TEXT PROVIDED
---
Minister: ‘IRP Proceeding Is Formally Suspended’

July 17, 2026 | 0 Comments

“I rise today to report to Honourable Members and the public on the temporary suspension of the Integrated Resource Plan, the IRP, proceeding, and on the grounds on which that suspension now has legal effect,” Minister of Home Affairs Alexa Lightbourne said.

Speaking in the House of Assembly today [July 17] the Minister said, “The current IRP proceeding is now formally suspended for a period of up to eighteen months.

“The Order is made under sections 13A and 45B of the Electricity Act 2016, powers created by the Electricity Amendment Act 2026 passed by this Honourable House. The Act sets conditions before any suspension can be made. The Minister must first consult the Regulatory Authority and the TD&R Licensee, and that consultation took place. The Minister must be satisfied that suspension is necessary to secure consistency between Government policy and the proposed plan, and that continuing the process would be contrary to the public interest.

“The Order states its grounds on its face: to finalise the reform of Government policy for the electricity sector and secure an Integrated Resource Plan aligned with it, to embed consumer affordability protections expressly within the IRP, and to ensure that electricity planning reflects the economic reality Bermudians live with and the Government’s policy to reduce energy costs. The suspension is bounded. The Regulatory Authority must publish a notice before it expires setting out when and how the process resumes.”

The Minister’s full statement follows below:

Mr. Speaker,

I rise today to report to Honourable Members and the public on the temporary suspension of the Integrated Resource Plan, the IRP, proceeding, and on the grounds on which that suspension now has legal effect.

As Honourable Members will be aware, the Electricity [Integrated Resource Planning Process Suspension and Reconstitution] Order 2026 was tabled in this Honourable House on 12 June 2026 and in the Senate on 17 June 2026. Following the completion of the required parliamentary process, the Order was signed and published in the Official Gazette on 6 July 2026. The current IRP proceeding is now formally suspended for a period of up to eighteen months.

The Order is made under sections 13A and 45B of the Electricity Act 2016, powers created by the Electricity Amendment Act 2026 passed by this Honourable House. The Act sets conditions before any suspension can be made. The Minister must first consult the Regulatory Authority and the TD&R Licensee, and that consultation took place. The Minister must be satisfied that suspension is necessary to secure consistency between Government policy and the proposed plan, and that continuing the process would be contrary to the public interest. The Order states its grounds on its face: to finalise the reform of Government policy for the electricity sector and secure an Integrated Resource Plan aligned with it, to embed consumer affordability protections expressly within the IRP, and to ensure that electricity planning reflects the economic reality Bermudians live with and the Government’s policy to reduce energy costs. The suspension is bounded. The Regulatory Authority must publish a notice before it expires setting out when and how the process resumes.

Mr. Speaker, the grounds for this decision are documented, and they are quantified.
---
SUPPLIED MATERIAL

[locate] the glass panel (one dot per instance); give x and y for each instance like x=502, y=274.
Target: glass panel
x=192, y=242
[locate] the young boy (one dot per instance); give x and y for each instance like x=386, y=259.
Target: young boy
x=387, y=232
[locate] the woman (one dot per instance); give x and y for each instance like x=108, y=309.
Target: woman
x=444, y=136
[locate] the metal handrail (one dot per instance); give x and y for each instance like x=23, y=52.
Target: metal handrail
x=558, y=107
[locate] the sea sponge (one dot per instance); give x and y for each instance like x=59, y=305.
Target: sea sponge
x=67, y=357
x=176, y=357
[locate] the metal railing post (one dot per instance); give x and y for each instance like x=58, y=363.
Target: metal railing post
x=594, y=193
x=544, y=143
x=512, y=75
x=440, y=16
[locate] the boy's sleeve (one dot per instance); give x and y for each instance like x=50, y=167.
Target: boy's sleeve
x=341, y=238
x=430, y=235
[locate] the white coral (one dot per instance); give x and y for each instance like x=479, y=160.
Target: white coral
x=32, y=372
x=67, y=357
---
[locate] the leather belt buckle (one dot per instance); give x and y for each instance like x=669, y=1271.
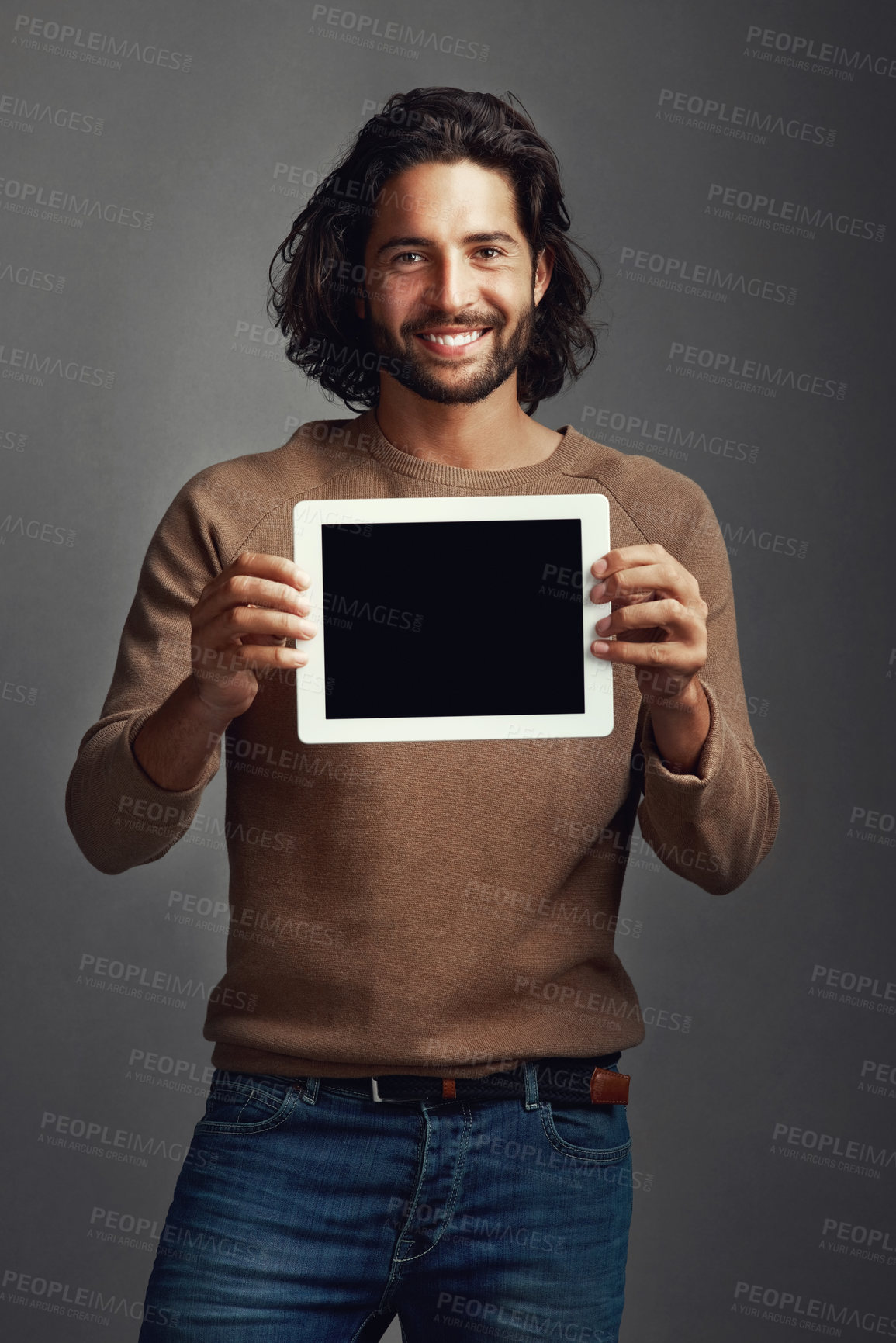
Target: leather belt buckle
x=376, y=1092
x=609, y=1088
---
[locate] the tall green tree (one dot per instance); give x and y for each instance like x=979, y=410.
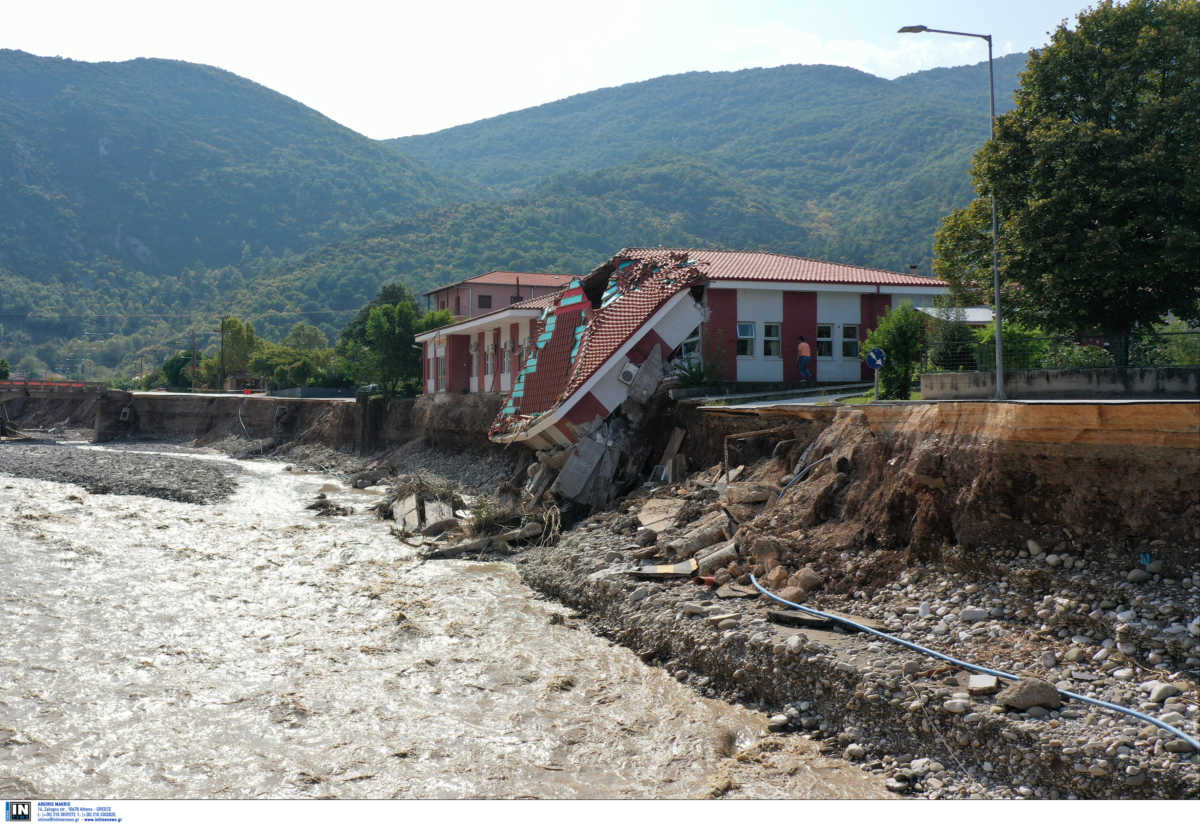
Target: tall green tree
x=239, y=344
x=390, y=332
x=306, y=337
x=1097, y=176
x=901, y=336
---
INSTRUCTION 1
Using the statement on the IRP suspension, mark each claim below yes or no, and quote the exact words from the statement that settle it.
(a) The Order was published in the Official Gazette on 6 July 2026.
(b) The IRP proceeding is suspended for exactly two years.
(c) The Order was tabled in the Senate before it was tabled in the House of Assembly.
INSTRUCTION 2
Rewrite the paragraph of the IRP suspension statement that opens "As Honourable Members will be aware" as a short list, keeping its main facts.

FINAL RESULT 1
(a) Yes: "the Order was signed and published in the Official Gazette on 6 July 2026"
(b) No: "formally suspended for a period of up to eighteen months"
(c) No: "tabled in this Honourable House on 12 June 2026 and in the Senate on 17 June 2026"

FINAL RESULT 2
- The Electricity [Integrated Resource Planning Process Suspension and Reconstitution] Order 2026 was tabled in the House of Assembly on 12 June 2026.
- It was tabled in the Senate on 17 June 2026.
- After the required parliamentary process, it was signed and published in the Official Gazette on 6 July 2026.
- The current IRP proceeding is now formally suspended for up to eighteen months.